● Job: Render the listing below as a JSON list of strings, with one string for each line and blank lines omitted.

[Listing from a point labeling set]
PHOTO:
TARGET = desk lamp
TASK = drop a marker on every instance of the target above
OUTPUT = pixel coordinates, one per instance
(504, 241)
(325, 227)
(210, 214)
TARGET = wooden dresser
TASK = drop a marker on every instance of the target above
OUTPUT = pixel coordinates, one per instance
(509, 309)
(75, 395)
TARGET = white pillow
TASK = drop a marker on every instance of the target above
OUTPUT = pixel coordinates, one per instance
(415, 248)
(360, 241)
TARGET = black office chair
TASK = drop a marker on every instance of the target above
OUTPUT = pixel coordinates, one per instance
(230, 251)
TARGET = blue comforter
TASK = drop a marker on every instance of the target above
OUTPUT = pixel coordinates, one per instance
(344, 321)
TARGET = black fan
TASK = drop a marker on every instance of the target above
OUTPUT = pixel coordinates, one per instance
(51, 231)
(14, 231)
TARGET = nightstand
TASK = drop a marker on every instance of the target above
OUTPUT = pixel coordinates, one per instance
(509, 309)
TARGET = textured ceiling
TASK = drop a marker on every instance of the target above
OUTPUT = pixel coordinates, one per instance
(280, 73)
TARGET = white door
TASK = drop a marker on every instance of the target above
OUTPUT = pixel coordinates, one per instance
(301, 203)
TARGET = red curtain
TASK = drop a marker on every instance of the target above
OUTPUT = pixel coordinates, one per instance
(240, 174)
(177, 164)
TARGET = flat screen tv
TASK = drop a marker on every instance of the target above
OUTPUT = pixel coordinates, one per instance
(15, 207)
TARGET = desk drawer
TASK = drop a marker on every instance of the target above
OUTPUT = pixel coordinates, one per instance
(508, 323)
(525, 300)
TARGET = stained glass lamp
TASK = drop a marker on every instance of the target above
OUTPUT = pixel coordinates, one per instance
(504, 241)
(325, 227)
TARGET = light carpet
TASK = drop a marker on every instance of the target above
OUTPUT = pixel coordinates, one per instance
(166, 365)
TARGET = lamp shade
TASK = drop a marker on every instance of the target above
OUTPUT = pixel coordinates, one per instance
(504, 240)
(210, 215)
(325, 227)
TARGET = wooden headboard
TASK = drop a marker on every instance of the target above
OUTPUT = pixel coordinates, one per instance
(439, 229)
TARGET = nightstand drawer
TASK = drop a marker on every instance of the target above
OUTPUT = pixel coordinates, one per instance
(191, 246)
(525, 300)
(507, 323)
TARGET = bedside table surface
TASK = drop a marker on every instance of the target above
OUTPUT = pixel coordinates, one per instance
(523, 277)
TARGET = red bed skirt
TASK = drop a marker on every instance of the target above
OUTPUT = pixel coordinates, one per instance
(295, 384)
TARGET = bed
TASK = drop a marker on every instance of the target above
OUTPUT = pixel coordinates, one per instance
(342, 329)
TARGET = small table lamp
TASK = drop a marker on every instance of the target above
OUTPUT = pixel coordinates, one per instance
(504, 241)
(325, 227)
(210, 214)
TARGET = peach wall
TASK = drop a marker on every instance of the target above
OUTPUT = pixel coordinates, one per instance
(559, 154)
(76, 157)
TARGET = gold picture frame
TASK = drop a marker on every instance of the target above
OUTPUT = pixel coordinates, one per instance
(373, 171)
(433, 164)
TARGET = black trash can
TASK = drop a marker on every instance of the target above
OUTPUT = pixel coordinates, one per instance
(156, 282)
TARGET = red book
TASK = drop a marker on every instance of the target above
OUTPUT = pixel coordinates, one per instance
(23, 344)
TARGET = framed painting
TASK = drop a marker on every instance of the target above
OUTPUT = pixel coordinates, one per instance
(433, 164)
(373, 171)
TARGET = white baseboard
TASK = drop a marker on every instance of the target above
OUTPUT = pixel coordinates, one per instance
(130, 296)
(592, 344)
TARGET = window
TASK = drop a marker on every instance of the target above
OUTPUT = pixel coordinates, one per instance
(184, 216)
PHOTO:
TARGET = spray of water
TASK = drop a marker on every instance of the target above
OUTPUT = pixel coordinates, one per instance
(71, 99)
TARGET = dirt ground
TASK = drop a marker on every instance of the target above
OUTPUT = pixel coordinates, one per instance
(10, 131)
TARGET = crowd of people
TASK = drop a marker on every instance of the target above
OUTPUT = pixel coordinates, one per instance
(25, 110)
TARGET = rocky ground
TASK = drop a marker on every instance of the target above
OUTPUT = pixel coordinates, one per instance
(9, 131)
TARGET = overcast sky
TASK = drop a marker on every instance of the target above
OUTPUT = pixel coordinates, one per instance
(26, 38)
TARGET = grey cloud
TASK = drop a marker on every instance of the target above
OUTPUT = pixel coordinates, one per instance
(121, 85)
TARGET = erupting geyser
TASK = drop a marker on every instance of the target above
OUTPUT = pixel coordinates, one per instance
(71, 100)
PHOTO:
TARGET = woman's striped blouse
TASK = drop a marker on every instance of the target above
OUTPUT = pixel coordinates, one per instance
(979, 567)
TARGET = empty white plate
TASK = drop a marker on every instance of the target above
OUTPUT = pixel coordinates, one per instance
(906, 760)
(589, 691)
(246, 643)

● Solved problem:
[
  "PHOTO:",
  "TARGET = desk lamp",
  "TASK = drop a marker on every instance of the target above",
  "OUTPUT = pixel coordinates, one per instance",
  "(504, 241)",
  "(325, 227)",
  "(210, 214)",
  "TARGET = wooden dresser",
  "TASK = drop a marker on every instance of the target above",
  "OUTPUT = pixel coordinates, one per instance",
  "(509, 309)",
  "(75, 395)",
  "TARGET = white pillow",
  "TASK = drop a marker on every instance of the target above",
  "OUTPUT = pixel coordinates, one per instance",
  "(415, 248)",
  "(360, 241)",
  "TARGET = black office chair",
  "TASK = drop a marker on every instance of the target above",
  "OUTPUT = pixel coordinates, one per instance",
  "(230, 251)",
  "TARGET = blue comforter",
  "TASK = drop a marker on every instance of the target above",
  "OUTPUT = pixel coordinates, one per instance",
  "(344, 321)",
  "TARGET = black fan",
  "TASK = drop a marker on every instance of the target above",
  "OUTPUT = pixel coordinates, one per instance",
  "(51, 231)",
  "(14, 231)",
  "TARGET = nightstand",
  "TASK = drop a marker on every instance of the target above",
  "OUTPUT = pixel coordinates, one per instance",
  "(509, 309)",
  "TARGET = textured ceiling",
  "TASK = drop a marker on every instance of the target above",
  "OUTPUT = pixel coordinates, one per instance",
  "(280, 73)",
  "TARGET = white door",
  "TASK = drop a marker on every instance of the target above",
  "OUTPUT = pixel coordinates, one per instance",
  "(301, 203)",
  "TARGET = red curtain",
  "TASK = drop a marker on every instance of the target above",
  "OUTPUT = pixel coordinates, one per instance",
  "(240, 174)",
  "(177, 164)",
  "TARGET = flat screen tv",
  "TASK = drop a marker on every instance of the target above",
  "OUTPUT = pixel coordinates, one per instance",
  "(15, 207)",
  "TARGET = desk drawer",
  "TASK = drop a marker on every instance of the target above",
  "OUTPUT = pixel coordinates, one per instance",
  "(508, 323)",
  "(525, 300)",
  "TARGET = stained glass lamp",
  "TASK = drop a marker on every instance of the target above",
  "OUTPUT = pixel coordinates, one per instance",
  "(504, 241)",
  "(325, 227)",
  "TARGET = light carpet",
  "TASK = drop a marker on every instance of the target above",
  "OUTPUT = pixel coordinates, one per instance",
  "(166, 365)",
  "TARGET = lamp shade",
  "TASK = drop a marker on every instance of the target above",
  "OUTPUT = pixel coordinates, one per instance",
  "(504, 240)",
  "(210, 215)",
  "(325, 227)",
  "TARGET = wooden headboard",
  "TASK = drop a marker on every instance of the target above",
  "OUTPUT = pixel coordinates, one per instance",
  "(439, 229)",
  "TARGET = nightstand drawer",
  "TASK = drop a marker on every instance of the target above",
  "OUTPUT = pixel coordinates, one per instance",
  "(191, 246)",
  "(525, 300)",
  "(507, 323)",
  "TARGET = bedside table surface",
  "TASK = drop a marker on every instance of the target above",
  "OUTPUT = pixel coordinates, one per instance",
  "(523, 277)",
  "TARGET = red bed skirt",
  "TASK = drop a marker on every instance of the target above",
  "OUTPUT = pixel coordinates, one per instance",
  "(295, 384)",
  "TARGET = bed",
  "TASK = drop a marker on every instance of the target above",
  "OUTPUT = pixel coordinates, one per instance",
  "(342, 329)",
  "TARGET = small table lamp",
  "TASK = drop a marker on every instance of the target above",
  "OUTPUT = pixel coordinates, one per instance",
  "(504, 241)",
  "(325, 227)",
  "(210, 214)",
  "TARGET = peach wall",
  "TASK = drop a marker on every instance of the target above",
  "OUTPUT = pixel coordinates, one per instance",
  "(559, 154)",
  "(76, 157)",
  "TARGET = gold picture frame",
  "TASK = drop a marker on every instance of the target above",
  "OUTPUT = pixel coordinates, one per instance",
  "(373, 171)",
  "(433, 164)",
  "TARGET = black trash can",
  "TASK = drop a marker on every instance of the target above",
  "OUTPUT = pixel coordinates, one per instance",
  "(156, 282)",
  "TARGET = red book",
  "TASK = drop a marker on every instance of the target above",
  "OUTPUT = pixel coordinates, one per instance",
  "(23, 344)",
  "TARGET = framed painting",
  "TASK = drop a marker on every instance of the target above",
  "OUTPUT = pixel coordinates, one per instance",
  "(433, 164)",
  "(373, 171)",
  "TARGET = white baseboard",
  "TASK = drop a marker on every instance of the target above",
  "OUTPUT = pixel coordinates, one per instance",
  "(130, 296)",
  "(592, 344)",
  "TARGET = window",
  "TASK = drop a marker on every instance of the target above",
  "OUTPUT = pixel coordinates, one per instance",
  "(184, 216)",
  "PHOTO:",
  "TARGET = spray of water",
  "TASK = drop a marker on every instance of the target above",
  "OUTPUT = pixel coordinates, one per instance",
  "(71, 99)",
  "TARGET = dirt ground",
  "TASK = drop a marker on every instance of the target above",
  "OUTPUT = pixel coordinates, one per instance",
  "(10, 131)",
  "TARGET = crowd of people",
  "TASK = drop a marker on every instance of the target above",
  "OUTPUT = pixel coordinates, one per instance",
  "(25, 110)",
  "TARGET = rocky ground",
  "TASK = drop a marker on every instance of the target above",
  "OUTPUT = pixel coordinates, one per instance",
  "(9, 131)",
  "TARGET = overcast sky",
  "TASK = drop a marker on every instance of the target above",
  "OUTPUT = pixel coordinates, one per instance",
  "(26, 38)",
  "TARGET = grey cloud",
  "TASK = drop a marker on every instance of the target above",
  "OUTPUT = pixel coordinates, one per instance",
  "(121, 85)",
  "TARGET = erupting geyser",
  "TASK = drop a marker on every instance of the target above",
  "OUTPUT = pixel coordinates, one per instance",
  "(71, 100)",
  "PHOTO:",
  "TARGET = woman's striped blouse",
  "TASK = drop a marker on every instance of the target above",
  "OUTPUT = pixel coordinates, one per instance",
  "(979, 567)",
  "TARGET = empty white plate",
  "TASK = drop a marker on every instance of the target above",
  "OUTPUT = pixel coordinates, one per instance",
  "(906, 760)",
  "(589, 691)",
  "(246, 643)"
]